**TASK TO COMPLETE:** Copy the records from the line containing "det: child's face" through the line containing "(0, 567), (164, 893)". Substitute "kid's" for every "child's" and leave all else unchanged.

╭─ ENTRIES PROVIDED

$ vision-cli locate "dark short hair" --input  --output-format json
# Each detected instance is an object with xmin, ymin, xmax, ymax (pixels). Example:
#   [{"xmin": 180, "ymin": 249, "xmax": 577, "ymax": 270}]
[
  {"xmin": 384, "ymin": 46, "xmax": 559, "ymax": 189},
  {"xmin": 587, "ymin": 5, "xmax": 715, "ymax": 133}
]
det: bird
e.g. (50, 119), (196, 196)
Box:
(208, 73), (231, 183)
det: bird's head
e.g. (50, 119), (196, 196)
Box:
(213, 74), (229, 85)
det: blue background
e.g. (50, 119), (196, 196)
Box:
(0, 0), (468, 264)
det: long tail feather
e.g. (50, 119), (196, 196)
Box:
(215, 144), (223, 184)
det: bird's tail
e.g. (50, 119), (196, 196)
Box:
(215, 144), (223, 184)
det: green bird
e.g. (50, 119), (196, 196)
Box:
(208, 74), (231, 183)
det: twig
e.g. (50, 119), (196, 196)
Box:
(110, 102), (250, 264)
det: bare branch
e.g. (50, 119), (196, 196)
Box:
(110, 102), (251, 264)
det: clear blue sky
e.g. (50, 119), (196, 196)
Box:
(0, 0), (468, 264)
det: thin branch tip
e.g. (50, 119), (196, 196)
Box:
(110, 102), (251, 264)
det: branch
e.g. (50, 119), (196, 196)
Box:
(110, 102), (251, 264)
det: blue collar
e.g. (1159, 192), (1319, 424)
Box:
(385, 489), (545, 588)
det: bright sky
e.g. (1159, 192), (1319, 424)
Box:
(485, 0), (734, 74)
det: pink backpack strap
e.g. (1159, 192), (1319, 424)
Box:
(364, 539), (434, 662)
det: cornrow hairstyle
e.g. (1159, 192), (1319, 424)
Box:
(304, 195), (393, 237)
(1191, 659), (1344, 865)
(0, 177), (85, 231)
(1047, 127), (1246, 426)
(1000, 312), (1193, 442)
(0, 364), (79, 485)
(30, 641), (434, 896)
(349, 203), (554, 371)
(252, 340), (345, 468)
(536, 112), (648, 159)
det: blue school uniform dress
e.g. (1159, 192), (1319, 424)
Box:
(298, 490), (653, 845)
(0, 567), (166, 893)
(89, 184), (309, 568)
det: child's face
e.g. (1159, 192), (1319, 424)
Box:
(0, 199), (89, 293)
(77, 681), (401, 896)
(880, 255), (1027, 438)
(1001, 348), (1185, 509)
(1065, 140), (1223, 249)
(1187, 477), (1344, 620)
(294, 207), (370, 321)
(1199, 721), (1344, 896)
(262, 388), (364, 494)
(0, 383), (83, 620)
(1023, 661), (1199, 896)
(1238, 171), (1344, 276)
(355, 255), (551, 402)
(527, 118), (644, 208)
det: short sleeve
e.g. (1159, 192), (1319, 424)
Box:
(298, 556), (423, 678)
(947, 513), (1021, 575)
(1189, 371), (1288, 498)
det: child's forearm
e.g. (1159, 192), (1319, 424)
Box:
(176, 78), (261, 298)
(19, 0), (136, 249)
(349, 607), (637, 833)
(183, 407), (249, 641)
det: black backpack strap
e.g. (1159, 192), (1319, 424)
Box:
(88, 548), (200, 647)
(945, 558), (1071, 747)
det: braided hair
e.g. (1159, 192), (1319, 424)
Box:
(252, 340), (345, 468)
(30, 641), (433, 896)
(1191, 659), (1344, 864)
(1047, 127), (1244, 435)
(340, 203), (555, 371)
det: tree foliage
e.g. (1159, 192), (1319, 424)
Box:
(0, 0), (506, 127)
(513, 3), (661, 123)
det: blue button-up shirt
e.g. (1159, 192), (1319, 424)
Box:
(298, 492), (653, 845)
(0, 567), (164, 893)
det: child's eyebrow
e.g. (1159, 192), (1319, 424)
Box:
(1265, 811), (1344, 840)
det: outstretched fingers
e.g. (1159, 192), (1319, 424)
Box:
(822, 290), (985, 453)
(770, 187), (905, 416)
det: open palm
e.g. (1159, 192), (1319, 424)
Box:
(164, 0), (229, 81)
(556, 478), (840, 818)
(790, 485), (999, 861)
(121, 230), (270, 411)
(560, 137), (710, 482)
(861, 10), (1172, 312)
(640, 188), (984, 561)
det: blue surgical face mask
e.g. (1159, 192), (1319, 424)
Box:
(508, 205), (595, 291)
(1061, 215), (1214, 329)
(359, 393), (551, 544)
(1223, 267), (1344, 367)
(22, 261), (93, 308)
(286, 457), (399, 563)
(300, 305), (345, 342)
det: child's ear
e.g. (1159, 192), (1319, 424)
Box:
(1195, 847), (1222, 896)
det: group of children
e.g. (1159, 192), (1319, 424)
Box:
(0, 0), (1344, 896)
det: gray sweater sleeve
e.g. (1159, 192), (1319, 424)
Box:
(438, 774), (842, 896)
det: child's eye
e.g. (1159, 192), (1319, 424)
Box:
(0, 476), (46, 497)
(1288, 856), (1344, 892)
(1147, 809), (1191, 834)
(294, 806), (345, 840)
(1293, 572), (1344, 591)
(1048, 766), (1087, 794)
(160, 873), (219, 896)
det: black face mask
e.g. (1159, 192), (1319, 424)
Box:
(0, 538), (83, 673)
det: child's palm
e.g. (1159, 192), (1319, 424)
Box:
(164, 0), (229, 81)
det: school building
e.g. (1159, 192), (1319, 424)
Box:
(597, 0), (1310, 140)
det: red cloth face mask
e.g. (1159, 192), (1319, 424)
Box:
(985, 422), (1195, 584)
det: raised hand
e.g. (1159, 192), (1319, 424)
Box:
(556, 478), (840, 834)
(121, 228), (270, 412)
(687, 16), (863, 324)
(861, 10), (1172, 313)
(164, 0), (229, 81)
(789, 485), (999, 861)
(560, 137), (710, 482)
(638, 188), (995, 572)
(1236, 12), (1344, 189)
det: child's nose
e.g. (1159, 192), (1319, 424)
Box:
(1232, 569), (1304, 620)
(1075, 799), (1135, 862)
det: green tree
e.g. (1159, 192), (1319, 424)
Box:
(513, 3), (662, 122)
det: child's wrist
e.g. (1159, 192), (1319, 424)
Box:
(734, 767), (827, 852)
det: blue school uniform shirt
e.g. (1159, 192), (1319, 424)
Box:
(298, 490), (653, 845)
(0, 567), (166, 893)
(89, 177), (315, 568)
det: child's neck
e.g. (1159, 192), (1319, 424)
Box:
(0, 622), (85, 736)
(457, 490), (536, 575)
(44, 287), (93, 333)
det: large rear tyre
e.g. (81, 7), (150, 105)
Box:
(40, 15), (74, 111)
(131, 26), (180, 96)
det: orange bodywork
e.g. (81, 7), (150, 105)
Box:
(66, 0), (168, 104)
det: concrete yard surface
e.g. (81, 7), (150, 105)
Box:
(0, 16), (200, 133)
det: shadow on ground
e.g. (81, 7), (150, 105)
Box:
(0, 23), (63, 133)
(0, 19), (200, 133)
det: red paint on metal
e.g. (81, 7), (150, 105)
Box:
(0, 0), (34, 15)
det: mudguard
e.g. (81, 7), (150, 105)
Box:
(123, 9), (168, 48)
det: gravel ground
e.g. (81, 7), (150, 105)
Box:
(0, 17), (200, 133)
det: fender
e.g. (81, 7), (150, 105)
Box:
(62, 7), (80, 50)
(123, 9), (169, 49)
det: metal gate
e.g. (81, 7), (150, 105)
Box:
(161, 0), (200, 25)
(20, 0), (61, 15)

╰─

**TASK RESPONSE:**
det: kid's face
e.g. (1159, 192), (1319, 424)
Box:
(0, 199), (89, 293)
(77, 681), (401, 896)
(880, 255), (1027, 438)
(1001, 348), (1185, 509)
(1065, 140), (1223, 249)
(1187, 477), (1344, 620)
(294, 207), (370, 321)
(1199, 721), (1344, 896)
(262, 388), (364, 494)
(0, 383), (83, 620)
(1023, 661), (1199, 896)
(1238, 171), (1344, 276)
(355, 255), (551, 402)
(527, 118), (644, 208)
det: short sleeve
e.g. (1159, 192), (1319, 424)
Box:
(298, 556), (423, 678)
(947, 513), (1021, 575)
(1189, 371), (1288, 498)
det: kid's forearm
e.g. (1159, 192), (1319, 424)
Box:
(176, 78), (261, 298)
(19, 0), (136, 249)
(349, 607), (637, 833)
(183, 407), (249, 641)
det: black backpack strap
e.g. (1159, 192), (1319, 424)
Box:
(88, 548), (200, 647)
(945, 558), (1071, 747)
det: braided hair
e.g. (1159, 192), (1319, 424)
Box:
(252, 340), (345, 468)
(30, 641), (433, 896)
(1191, 659), (1344, 864)
(1047, 127), (1244, 435)
(340, 203), (555, 371)
det: tree foliage
e.g. (1159, 192), (1319, 424)
Box:
(0, 0), (506, 127)
(513, 3), (661, 123)
det: blue button-up shirt
e.g. (1159, 192), (1319, 424)
Box:
(298, 492), (653, 845)
(0, 567), (164, 893)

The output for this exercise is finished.